▶ **Problem requirements**
Starting at the line containing "Mark every instance of the tiger's paw", copy the lines below verbatim through the last one.
════════════════════
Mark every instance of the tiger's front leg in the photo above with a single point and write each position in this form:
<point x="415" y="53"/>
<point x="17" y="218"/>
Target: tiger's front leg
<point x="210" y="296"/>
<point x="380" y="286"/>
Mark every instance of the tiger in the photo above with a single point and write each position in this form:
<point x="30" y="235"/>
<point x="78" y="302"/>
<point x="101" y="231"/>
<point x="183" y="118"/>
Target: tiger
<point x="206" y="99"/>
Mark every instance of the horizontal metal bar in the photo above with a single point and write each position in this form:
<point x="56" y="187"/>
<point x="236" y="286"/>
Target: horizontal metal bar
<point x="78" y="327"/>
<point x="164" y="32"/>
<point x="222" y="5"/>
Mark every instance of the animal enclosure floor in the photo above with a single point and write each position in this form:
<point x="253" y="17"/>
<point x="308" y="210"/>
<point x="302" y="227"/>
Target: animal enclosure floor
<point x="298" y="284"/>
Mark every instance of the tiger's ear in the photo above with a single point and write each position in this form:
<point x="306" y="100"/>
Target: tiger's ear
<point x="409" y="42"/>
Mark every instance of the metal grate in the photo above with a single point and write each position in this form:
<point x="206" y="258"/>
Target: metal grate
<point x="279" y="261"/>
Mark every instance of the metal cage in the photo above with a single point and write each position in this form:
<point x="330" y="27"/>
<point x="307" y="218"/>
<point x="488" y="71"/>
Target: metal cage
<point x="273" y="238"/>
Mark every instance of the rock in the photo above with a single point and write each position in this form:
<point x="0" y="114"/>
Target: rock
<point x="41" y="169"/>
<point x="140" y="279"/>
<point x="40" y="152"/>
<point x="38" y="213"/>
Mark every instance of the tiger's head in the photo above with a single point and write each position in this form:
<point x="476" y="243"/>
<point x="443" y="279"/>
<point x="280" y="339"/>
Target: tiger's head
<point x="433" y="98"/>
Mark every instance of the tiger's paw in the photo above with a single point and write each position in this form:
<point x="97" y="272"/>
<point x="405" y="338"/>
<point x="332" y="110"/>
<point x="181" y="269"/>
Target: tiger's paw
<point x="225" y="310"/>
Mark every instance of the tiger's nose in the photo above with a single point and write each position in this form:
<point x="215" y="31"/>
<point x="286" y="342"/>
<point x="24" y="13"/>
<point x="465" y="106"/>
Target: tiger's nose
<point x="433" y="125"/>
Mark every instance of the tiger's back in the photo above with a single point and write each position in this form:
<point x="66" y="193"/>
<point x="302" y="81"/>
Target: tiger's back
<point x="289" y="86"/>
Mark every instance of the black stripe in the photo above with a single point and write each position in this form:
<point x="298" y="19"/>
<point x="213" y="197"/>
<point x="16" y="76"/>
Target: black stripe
════════════════════
▶ **Task response**
Mark every instance of the tiger's paw in the photo above with a single point and write each position in this form:
<point x="97" y="272"/>
<point x="405" y="338"/>
<point x="332" y="110"/>
<point x="181" y="269"/>
Target: tiger's paw
<point x="225" y="310"/>
Mark every instance of the tiger's nose in the photo above with a single point and write each position in this form:
<point x="215" y="31"/>
<point x="286" y="342"/>
<point x="24" y="13"/>
<point x="465" y="106"/>
Target: tiger's nose
<point x="433" y="125"/>
Mark every instance of the tiger's back in the photo above with a single point and write each position in this form:
<point x="66" y="193"/>
<point x="302" y="81"/>
Target: tiger's back
<point x="289" y="86"/>
Mark every instance of the black stripe in the photo above with a single point and write each position in this form:
<point x="298" y="19"/>
<point x="213" y="197"/>
<point x="16" y="76"/>
Target: black stripe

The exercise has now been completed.